TEXT BLOCK —
#####

From Casetext: Smarter Legal Research

Shackleford v. Colvin

UNITED STATES DISTRICT COURT FOR THE SOUTHERN DISTRICT OF OHIO EASTERN DIVISION
Aug 7, 2013
Case No. 2:12-cv-398 (S.D. Ohio Aug. 7, 2013)

Opinion

Case No. 2:12-cv-398

08-07-2013

Patty L. Shackleford, Plaintiff, v. Carolyn W. Colvin, Acting Commissioner of Social Security, Defendant.


ORDER

Plaintiff, Patty L. Shackleford, brings this action under 42 U.S.C. §§ 405(g) for review of a final decision of the Commissioner of Social Security ("Commissioner") denying her applications for disability insurance benefits and supplemental security income. This matter is before the court for consideration of plaintiff's June 21, 2013, Objections (Doc. 21) to the June 6, 2013, report and recommendation of the magistrate judge (Doc. 20), recommending that the court affirm the decision of the Commissioner. For the reasons stated below, the court overrules plaintiff's objections and adopts the magistrate judge's report and recommendation.

I. Standard of Review

If a party objects within the allotted time to a report and recommendation, the court "shall make a de novo determination of those portions of the report or specified proposed findings or recommendations to which objection is made." 28 U.S.C. § 636(b)(1); see also Fed. R. Civ. P. 72(b). Upon review, the court "may accept, reject, or modify, in whole or in part, the findings or recommendations made by the magistrate judge." 28 U.S.C. § 636(b)(1).

The court's review "is limited to determining whether the Commissioner's decision 'is supported by substantial evidence and was made pursuant to proper legal standards.'" Ealy v. Comm'r of Soc. Sec., 594 F.3d 504, 512 (6th Cir. 2010) (quoting Rogers v. Comm'r of Soc. Sec., 486 F.3d 234, 241 (6th Cir. 2007)); see also, 42 U.S.C. § 405(g) ("The findings of the Commissioner of Social Security as to any fact, if supported by substantial evidence, shall be conclusive."). Put another way, a decision supported by substantial evidence is not subject to reversal, even if the reviewing court might arrive at a different conclusion. Mullen v. Bowen, 800 F.2d 535, 545 (6th Cir. 1986). "Substantial evidence exists when 'a reasonable mind could accept the evidence as adequate to support a conclusion [and] . . . presupposes that there is a zone of choice within which the decision-makers can go either way, without interference by the courts.'" Blakley v. Comm'r of Soc. Sec. , 581 F.3d 399, 406 (6th Cir. 2009) (internal citation omitted). Even if supported by substantial evidence, however, "'a decision of the Commissioner will not be upheld where the [Commissioner] fails to follow its own regulations and where that error prejudices a claimant on the merits or deprives the claimant of a substantial right.'" Rabbers v. Comm'r of Soc. Sec., 582 F.3d 647, 651 (6th Cir. 2009) (quoting Bowen v. Comm'r of Soc. Sec., 478 F.3d 742, 746 (6th Cir. 2007).

II. Objections

A. Weight Accorded to Dr. Hamill's Opinions

Plaintiff first objects to the magistrate judge's evaluation of the decision of the administrative law judge ("ALJ") to assign "little weight" to the opinions of Dr. J. Mark Hamill, M.D., plaintiff's treating psychiatrist. See PAGEID 75.

#####

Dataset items
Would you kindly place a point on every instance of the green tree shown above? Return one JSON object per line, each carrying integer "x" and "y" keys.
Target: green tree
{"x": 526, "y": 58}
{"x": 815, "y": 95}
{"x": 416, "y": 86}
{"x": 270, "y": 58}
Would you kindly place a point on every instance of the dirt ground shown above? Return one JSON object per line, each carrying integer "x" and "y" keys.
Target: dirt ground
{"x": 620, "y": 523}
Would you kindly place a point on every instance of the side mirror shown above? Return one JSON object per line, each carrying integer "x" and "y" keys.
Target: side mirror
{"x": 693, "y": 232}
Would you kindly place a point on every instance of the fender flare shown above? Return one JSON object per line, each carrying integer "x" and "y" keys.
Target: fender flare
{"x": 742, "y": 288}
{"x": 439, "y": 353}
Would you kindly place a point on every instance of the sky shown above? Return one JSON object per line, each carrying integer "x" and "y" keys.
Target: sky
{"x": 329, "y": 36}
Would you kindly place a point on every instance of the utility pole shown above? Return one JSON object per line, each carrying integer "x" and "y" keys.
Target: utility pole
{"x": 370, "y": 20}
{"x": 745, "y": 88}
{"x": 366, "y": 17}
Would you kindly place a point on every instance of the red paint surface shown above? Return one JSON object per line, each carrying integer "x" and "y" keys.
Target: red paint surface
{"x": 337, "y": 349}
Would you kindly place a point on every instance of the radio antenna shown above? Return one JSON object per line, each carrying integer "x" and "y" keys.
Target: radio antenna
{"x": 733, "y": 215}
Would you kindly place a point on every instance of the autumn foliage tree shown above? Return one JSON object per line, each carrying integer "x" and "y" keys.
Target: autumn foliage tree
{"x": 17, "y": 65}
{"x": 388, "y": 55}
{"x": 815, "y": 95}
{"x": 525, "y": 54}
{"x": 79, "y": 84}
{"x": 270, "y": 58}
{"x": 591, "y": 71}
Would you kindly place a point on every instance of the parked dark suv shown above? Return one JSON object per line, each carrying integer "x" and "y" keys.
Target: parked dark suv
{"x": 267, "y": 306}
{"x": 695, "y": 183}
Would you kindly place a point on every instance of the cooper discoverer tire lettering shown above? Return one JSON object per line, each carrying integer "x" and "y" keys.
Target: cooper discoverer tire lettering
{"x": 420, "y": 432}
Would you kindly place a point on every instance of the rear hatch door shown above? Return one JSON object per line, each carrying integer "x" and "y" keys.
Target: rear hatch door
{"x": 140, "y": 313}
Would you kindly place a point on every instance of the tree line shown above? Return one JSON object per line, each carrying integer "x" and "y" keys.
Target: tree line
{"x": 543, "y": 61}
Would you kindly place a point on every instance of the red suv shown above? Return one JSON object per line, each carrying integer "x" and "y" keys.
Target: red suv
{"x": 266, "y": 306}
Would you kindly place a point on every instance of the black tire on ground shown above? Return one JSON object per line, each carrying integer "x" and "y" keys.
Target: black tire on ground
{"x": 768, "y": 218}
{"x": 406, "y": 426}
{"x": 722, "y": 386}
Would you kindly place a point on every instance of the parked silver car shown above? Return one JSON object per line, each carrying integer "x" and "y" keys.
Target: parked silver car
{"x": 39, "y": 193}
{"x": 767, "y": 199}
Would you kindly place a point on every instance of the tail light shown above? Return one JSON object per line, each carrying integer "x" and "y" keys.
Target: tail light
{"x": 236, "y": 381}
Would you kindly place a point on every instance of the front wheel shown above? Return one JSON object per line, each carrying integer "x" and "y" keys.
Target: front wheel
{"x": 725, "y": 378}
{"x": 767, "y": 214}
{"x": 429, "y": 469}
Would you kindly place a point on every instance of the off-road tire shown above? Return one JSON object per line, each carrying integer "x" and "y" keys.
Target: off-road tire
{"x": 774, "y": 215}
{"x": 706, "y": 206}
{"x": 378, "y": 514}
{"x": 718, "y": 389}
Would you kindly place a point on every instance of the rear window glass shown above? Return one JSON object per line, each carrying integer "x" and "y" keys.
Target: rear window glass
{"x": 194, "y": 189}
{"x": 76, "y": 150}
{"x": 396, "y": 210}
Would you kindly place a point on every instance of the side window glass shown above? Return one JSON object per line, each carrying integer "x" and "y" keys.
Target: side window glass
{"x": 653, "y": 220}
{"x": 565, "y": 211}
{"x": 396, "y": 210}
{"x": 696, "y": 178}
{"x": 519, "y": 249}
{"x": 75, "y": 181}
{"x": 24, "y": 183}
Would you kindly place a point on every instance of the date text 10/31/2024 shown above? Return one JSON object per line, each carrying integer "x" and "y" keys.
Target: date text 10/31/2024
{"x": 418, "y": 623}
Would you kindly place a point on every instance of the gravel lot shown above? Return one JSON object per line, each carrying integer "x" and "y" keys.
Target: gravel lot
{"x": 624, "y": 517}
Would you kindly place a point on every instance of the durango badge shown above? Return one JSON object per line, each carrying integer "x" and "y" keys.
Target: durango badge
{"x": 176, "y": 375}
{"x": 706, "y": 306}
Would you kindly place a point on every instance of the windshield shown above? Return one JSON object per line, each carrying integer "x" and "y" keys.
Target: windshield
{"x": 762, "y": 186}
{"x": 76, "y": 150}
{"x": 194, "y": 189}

#####

PROBLEM STATEMENT — In the court order in Shackleford v. Colvin, what is Dr. J. Mark Hamill's relationship to the plaintiff?

SOLUTION TO THIS PROBLEM — He is the plaintiff's treating psychiatrist.